* _Given task_
Rewrite the listing below, switching every "detector" to "model" and changing nothing else. Leave the pictures out of your copy.

* _Given information_
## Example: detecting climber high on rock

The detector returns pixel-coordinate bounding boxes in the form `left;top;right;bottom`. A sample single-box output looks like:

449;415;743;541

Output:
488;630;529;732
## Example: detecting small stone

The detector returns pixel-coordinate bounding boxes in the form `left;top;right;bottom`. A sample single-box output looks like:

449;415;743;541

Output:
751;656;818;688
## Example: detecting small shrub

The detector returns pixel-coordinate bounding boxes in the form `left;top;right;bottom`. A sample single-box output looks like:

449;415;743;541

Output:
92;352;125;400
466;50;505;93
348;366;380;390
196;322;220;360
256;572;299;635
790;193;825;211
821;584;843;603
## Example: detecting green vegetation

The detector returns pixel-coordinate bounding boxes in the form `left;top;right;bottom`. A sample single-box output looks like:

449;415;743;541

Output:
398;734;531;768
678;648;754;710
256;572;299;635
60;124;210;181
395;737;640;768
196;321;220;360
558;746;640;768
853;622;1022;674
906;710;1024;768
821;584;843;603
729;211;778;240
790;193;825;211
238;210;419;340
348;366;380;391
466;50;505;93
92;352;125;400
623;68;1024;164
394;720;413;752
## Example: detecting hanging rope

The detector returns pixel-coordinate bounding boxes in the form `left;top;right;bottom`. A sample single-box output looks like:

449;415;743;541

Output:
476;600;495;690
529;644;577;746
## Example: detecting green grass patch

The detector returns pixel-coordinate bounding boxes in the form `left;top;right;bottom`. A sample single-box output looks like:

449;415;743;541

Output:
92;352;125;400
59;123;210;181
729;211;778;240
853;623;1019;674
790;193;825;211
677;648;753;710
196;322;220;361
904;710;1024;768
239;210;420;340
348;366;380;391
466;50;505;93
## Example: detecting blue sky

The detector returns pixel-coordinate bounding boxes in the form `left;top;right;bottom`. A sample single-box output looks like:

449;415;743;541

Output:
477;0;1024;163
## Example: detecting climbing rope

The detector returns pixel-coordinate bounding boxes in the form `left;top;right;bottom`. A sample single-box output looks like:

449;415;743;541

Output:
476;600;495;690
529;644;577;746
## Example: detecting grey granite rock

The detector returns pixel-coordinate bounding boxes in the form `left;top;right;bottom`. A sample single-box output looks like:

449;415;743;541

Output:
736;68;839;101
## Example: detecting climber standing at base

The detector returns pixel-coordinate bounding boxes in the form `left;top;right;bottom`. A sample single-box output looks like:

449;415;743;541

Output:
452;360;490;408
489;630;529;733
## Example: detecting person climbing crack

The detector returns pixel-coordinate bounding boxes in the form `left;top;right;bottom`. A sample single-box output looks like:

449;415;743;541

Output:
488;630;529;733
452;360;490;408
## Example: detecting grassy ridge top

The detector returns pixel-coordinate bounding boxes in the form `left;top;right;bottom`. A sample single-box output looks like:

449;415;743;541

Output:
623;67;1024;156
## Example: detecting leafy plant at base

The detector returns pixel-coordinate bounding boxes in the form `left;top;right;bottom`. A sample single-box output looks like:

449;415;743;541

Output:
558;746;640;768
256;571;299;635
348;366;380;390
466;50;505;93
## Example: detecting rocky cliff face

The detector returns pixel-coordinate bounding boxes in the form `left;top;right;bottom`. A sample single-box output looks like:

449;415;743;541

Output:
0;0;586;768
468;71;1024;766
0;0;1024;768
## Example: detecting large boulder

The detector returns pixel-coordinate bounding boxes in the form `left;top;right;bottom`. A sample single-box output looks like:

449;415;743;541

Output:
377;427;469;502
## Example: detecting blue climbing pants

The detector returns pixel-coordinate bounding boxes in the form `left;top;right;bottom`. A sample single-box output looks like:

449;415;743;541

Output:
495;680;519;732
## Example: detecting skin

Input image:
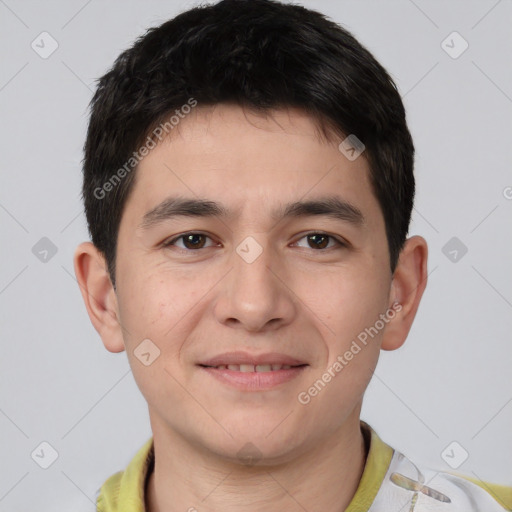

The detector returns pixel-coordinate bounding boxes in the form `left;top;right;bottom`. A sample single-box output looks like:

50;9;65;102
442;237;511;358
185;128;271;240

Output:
74;105;427;512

* _Exercise response_
## Example: detecting climber high on rock

The model returns pixel-coordinate bounding boxes in the form `left;top;right;bottom`. A sample single-box output looks like:

449;415;743;541

Output:
488;630;529;732
## Example: detecting small stone

The model returns pixel-coordinate bounding boxes in the form `left;top;right;bottom`. A sample single-box output looks like:

449;415;743;541

Output:
751;656;818;688
## Example: detecting small shrub

The model returns pixel-coordinate bounding boxes in the form `left;top;right;bottom`. A sample single-box output looks like:

449;415;743;541

Output:
92;352;125;400
466;50;505;93
348;366;380;390
196;322;220;360
256;572;299;635
790;193;825;211
821;584;843;603
## Example: detecting green vegetation

The model returns pixel-coordinate bounding boxes in the form `left;top;right;bottom`. A sample single-box output looks like:

449;415;743;541

Output:
398;734;531;768
678;648;754;710
256;572;299;635
60;124;210;181
395;737;640;768
196;321;220;360
558;746;640;768
853;622;1022;674
906;710;1024;768
821;584;843;603
729;211;778;240
790;193;825;211
238;210;419;340
348;366;380;391
466;50;505;93
92;352;125;400
623;68;1024;164
394;720;413;752
## Example: detecting hanging rope

The model returns pixel-coordinate bounding boxes in the form `left;top;right;bottom`. A sample single-box output looks like:

449;415;743;541

Output:
476;600;495;690
529;644;577;746
## Example: detecting green grass patch

The model returns pixel-coordinate bounding boxes in the form `left;top;right;bottom`. A sample single-box output looks like:

449;415;743;541

Output:
92;352;125;400
59;123;210;181
729;211;778;240
853;623;1019;674
790;193;825;211
677;648;753;710
196;322;220;361
904;710;1024;768
239;210;420;340
348;366;380;391
466;50;505;93
## Example: detecting blue sky

The model returns pixel-coordinate bounding boxes in the form `left;top;right;bottom`. A sample single-box output looks like:

449;415;743;541

Output:
477;0;1024;163
## Example: detecting climbing rope

The model returns pixel-coordinate bounding boxes in the form `left;top;right;bottom`. A sample single-box output looks like:

449;415;743;541

Output:
476;600;495;690
529;644;577;746
## Example: detecting grey granite rock

The model returns pixel-coordinate bounding boxes in the form `left;top;right;bottom`. A sample single-box output looks like:

449;415;743;541

Output:
736;68;839;101
## Example: detecting climber standing at base

The model returns pixel-coordinate bounding boxes in the form `left;top;right;bottom`. A sample single-box output looks like:

449;415;743;541

Output:
452;360;490;408
489;630;529;733
## Example: detecting person climbing crack

The model returns pixel-coordinate bounding boxes in the form `left;top;right;bottom`. A sample single-box output looks like:

449;415;743;541

Output:
488;630;529;733
452;360;490;408
## Example: detecting grassy ridge top

The model returns pixel-coordinate bounding boxes in the form `left;top;right;bottom`. A sample single-box output looks like:

449;415;743;541

Output:
623;67;1024;156
## Example: detecting leafy plant at base

The model returns pixel-coordinate bounding boxes in the form `left;top;right;bottom`. A sample single-box output looks like:

449;415;743;541

Output:
558;746;640;768
256;571;299;635
348;366;380;390
466;50;505;93
## Example: detecting rocky cliff face

The model returns pixel-coordinate bounding boxes in the form `left;top;right;bottom`. A sample single-box output looks like:

449;415;743;541

Output:
0;0;586;768
468;71;1024;766
0;0;1024;768
## Example: detecting large boulder

The model returns pixel-coordinate bounding boxes in the form `left;top;right;bottom`. A sample single-box output looks like:

449;415;743;541

Output:
377;427;469;502
## Example: detecting blue climbing pants

The model returns pixel-coordinate bounding boxes in the form `left;top;right;bottom`. A sample single-box output looks like:

449;415;743;541

Output:
495;680;519;732
## Example: detecting skin

Input image:

The model returns pixel-coordinate bounding boxes in the form `left;top;right;bottom`. A sample single-box output looks like:

50;9;65;102
442;237;511;358
185;128;271;240

Output:
74;105;427;512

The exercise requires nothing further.